▶ TRY IT
Keeping every word in place, write out the entries that come next.

━━━━━━━━━━━━━━━━━━━━

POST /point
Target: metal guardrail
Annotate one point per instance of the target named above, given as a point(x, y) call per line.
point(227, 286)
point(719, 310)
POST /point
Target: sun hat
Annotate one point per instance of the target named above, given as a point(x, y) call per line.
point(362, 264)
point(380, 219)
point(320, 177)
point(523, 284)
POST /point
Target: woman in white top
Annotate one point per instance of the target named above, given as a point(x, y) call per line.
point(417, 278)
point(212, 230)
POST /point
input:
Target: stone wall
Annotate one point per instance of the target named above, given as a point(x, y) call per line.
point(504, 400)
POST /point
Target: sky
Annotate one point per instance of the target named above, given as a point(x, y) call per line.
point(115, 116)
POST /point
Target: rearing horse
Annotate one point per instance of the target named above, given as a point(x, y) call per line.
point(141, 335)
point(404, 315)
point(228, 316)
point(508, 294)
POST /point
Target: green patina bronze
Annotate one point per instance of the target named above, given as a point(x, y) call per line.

━━━━━━━━━━━━━━━━━━━━

▶ COMPLETED EXERCISE
POST /point
Target: metal guardrail
Annotate one point per instance of the target named above, given as a point(x, y) call per line.
point(227, 286)
point(719, 310)
POST /point
Target: sun hat
Annotate one point per instance of the target named above, given as a point(x, y) call per line.
point(362, 264)
point(380, 219)
point(320, 177)
point(523, 284)
POST /point
Target: woman in white top
Annotate one point per instance of the target named above, given as a point(x, y) call per line.
point(417, 278)
point(212, 230)
POST /point
input:
Target: stone wall
Annotate one point per instance of the target named above, given as a point(x, y) call per line.
point(504, 400)
POST /point
Target: sky
Annotate one point per instance of the target named above, given as a point(x, y) call per line.
point(115, 116)
POST /point
Target: rearing horse
Annotate one point per instance of the target named above, given as a point(x, y) call per line.
point(141, 335)
point(404, 315)
point(228, 316)
point(508, 294)
POST /point
Target: green patina bronze
Annotate one point per instance of the target named above, given as a point(x, y) call per line.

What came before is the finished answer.